Transcribe exactly the lines that begin the material and continue through the line containing "Expected: one pin per instance of the evergreen". Leave out whatever follows.

---

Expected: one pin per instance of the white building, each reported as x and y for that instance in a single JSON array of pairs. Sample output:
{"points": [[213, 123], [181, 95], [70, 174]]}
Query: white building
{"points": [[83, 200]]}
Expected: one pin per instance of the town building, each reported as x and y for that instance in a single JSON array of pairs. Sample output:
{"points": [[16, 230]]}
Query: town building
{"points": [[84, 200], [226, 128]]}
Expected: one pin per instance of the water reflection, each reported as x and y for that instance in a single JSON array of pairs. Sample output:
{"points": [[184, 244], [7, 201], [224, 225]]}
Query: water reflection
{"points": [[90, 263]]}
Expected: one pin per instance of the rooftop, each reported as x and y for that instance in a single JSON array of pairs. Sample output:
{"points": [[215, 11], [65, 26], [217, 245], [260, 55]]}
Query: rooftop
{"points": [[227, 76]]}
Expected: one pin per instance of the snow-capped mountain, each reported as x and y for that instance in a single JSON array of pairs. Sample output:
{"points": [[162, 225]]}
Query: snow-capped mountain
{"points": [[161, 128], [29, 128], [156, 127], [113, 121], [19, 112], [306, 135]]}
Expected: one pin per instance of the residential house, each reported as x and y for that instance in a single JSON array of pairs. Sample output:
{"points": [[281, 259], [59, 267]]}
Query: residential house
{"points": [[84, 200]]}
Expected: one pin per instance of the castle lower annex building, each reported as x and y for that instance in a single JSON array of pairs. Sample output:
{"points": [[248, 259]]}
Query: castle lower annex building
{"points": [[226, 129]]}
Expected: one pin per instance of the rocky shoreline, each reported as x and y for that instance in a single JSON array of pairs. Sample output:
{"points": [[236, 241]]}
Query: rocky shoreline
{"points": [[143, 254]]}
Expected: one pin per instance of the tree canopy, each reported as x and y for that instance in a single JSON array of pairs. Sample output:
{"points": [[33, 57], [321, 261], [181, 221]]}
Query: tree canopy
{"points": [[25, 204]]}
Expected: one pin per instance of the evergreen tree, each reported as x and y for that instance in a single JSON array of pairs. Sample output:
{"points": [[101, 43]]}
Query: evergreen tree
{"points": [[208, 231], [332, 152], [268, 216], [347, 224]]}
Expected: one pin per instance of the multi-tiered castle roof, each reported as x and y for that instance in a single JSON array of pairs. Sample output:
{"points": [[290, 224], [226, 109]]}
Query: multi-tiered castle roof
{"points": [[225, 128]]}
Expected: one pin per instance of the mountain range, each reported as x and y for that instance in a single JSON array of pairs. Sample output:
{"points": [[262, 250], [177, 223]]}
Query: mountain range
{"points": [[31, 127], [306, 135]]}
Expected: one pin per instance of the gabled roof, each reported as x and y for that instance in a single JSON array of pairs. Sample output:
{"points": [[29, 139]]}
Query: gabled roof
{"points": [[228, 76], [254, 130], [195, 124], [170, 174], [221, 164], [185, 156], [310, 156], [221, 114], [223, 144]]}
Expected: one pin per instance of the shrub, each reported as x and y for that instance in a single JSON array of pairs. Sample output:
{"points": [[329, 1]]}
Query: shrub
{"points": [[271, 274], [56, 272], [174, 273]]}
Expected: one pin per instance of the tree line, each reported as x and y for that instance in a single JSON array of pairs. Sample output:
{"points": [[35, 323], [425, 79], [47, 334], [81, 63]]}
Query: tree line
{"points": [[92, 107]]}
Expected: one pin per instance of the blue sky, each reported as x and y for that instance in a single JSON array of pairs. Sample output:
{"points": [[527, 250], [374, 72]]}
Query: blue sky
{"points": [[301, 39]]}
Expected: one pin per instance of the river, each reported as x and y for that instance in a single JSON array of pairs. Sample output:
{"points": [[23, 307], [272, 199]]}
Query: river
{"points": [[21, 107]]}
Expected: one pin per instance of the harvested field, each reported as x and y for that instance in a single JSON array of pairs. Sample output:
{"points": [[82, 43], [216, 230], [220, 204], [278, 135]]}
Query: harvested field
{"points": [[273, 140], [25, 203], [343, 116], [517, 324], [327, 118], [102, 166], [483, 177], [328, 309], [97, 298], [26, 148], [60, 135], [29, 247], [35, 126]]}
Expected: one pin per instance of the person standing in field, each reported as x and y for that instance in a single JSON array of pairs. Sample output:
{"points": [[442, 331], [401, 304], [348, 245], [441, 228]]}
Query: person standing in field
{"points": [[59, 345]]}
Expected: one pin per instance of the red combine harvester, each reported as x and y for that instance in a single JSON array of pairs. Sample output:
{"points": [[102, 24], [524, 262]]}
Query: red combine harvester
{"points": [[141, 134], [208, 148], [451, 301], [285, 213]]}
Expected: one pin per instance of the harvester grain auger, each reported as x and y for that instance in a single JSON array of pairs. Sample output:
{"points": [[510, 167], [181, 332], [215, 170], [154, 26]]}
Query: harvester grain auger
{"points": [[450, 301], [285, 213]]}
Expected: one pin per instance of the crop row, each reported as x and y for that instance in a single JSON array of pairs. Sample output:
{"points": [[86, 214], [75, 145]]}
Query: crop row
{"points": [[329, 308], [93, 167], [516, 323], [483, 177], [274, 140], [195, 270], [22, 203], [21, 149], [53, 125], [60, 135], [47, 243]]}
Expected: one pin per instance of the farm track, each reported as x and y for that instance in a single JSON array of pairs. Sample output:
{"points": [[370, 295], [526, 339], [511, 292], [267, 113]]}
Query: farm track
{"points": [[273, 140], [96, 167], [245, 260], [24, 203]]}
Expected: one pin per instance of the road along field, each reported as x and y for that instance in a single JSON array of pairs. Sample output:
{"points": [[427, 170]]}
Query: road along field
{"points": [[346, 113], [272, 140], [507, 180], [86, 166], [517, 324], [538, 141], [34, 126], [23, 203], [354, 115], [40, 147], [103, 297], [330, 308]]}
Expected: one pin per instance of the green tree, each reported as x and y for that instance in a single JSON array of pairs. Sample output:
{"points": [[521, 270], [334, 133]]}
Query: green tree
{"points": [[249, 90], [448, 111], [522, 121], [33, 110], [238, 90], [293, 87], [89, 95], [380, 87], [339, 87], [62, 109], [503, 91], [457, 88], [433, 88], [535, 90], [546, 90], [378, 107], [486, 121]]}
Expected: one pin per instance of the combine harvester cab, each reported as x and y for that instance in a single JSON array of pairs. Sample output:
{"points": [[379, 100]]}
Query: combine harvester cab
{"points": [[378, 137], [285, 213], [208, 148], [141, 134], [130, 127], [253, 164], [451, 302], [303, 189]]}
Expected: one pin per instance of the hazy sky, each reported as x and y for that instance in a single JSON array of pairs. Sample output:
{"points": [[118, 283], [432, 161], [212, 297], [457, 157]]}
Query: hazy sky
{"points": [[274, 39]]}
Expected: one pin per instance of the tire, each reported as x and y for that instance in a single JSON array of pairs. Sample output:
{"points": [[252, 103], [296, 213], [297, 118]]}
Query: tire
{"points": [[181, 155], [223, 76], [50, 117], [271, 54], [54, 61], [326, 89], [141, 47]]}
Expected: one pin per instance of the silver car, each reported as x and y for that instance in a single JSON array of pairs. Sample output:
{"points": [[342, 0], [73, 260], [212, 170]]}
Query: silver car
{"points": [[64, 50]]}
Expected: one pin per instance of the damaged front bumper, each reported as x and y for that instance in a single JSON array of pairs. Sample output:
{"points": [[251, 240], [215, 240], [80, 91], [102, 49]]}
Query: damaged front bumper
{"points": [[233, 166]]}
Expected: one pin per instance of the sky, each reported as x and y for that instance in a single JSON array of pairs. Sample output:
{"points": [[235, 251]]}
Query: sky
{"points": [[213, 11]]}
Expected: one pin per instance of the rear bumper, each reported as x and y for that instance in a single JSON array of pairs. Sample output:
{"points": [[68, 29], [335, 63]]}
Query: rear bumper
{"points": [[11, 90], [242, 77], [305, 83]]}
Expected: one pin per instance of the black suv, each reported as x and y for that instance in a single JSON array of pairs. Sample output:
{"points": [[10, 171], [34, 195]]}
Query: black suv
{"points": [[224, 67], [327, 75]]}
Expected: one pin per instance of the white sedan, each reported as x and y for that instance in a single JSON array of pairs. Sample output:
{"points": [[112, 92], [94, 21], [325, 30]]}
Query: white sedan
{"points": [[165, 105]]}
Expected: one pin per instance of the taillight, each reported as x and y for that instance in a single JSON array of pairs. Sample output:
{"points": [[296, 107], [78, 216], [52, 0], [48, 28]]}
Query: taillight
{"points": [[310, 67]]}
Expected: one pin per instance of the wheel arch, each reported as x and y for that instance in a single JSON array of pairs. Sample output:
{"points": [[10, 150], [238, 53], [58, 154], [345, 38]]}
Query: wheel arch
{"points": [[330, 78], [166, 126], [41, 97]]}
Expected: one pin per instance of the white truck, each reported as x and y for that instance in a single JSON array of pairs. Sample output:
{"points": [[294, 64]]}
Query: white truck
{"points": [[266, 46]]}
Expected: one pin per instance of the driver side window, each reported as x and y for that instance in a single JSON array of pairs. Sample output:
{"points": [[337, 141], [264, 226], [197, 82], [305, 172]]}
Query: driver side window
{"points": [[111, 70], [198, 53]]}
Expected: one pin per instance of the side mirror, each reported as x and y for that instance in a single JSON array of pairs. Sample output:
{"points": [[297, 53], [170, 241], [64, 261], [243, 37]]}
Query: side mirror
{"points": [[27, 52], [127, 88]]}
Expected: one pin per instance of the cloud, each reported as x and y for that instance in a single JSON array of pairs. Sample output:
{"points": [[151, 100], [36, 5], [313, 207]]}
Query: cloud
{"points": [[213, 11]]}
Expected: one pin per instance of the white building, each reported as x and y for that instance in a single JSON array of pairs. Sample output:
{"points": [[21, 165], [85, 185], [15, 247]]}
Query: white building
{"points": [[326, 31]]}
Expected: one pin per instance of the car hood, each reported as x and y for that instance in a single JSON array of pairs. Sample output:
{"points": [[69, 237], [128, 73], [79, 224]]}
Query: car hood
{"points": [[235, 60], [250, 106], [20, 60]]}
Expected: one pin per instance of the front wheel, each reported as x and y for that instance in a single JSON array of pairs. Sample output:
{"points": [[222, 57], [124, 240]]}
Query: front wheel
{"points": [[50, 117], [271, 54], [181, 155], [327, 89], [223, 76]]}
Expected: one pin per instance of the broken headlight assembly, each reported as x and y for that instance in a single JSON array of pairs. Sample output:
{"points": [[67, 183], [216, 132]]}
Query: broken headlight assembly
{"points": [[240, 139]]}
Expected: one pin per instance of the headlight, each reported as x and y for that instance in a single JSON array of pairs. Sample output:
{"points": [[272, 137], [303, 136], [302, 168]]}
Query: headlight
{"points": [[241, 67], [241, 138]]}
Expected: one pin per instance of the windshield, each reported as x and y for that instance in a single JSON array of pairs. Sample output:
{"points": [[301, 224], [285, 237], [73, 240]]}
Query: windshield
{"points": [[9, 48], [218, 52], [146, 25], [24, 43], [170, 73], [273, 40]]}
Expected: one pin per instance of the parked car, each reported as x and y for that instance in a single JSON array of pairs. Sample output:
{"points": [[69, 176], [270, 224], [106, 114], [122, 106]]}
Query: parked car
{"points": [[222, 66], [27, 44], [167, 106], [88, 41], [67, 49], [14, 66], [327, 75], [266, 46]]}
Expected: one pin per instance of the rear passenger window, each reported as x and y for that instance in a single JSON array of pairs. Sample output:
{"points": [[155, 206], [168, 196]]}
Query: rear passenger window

---

Reply →
Expected: one pin per instance of the white building, each reported as x and y for that instance in a single JSON array of pairs. Sample output:
{"points": [[213, 123], [181, 95], [70, 174]]}
Query: white building
{"points": [[83, 200]]}
Expected: one pin per instance of the town building, each reported as x and y for that instance in a single JSON array of pairs. Sample output:
{"points": [[16, 230]]}
Query: town building
{"points": [[84, 200], [226, 128]]}
Expected: one pin per instance of the water reflection, each reported as x and y for that instance in a single JSON array of pairs. Sample output:
{"points": [[184, 244], [7, 201], [224, 225]]}
Query: water reflection
{"points": [[90, 263]]}
Expected: one pin per instance of the rooftop, each reported as x and y for that instance in a single JSON array of pairs. Sample output:
{"points": [[215, 11], [65, 26], [217, 245], [260, 55]]}
Query: rooftop
{"points": [[227, 76]]}
Expected: one pin per instance of the snow-capped mountain, each reported as x and y for that instance in a single JSON array of pairs. Sample output:
{"points": [[162, 225]]}
Query: snow-capped mountain
{"points": [[161, 128], [29, 128], [156, 127], [113, 121], [19, 112], [306, 135]]}
Expected: one pin per instance of the residential house, each reported as x and y for that instance in a single JSON array of pairs. Sample output:
{"points": [[281, 259], [59, 267]]}
Query: residential house
{"points": [[84, 200]]}
Expected: one pin per instance of the castle lower annex building, each reported as x and y for that instance in a single JSON array of pairs. Sample output:
{"points": [[248, 259]]}
Query: castle lower annex building
{"points": [[226, 129]]}
Expected: one pin per instance of the rocky shoreline, each reported as x and y for that instance in a single JSON array of pairs. Sample output:
{"points": [[236, 241]]}
Query: rocky shoreline
{"points": [[143, 254]]}
Expected: one pin per instance of the tree canopy, each reported as x and y for that instance in a single JSON array of pairs. Sample output:
{"points": [[33, 57], [321, 261], [181, 221]]}
Query: tree canopy
{"points": [[25, 204]]}
Expected: one pin per instance of the evergreen tree, each reported as x and y for that instance in a single JSON array of pairs. Sample output:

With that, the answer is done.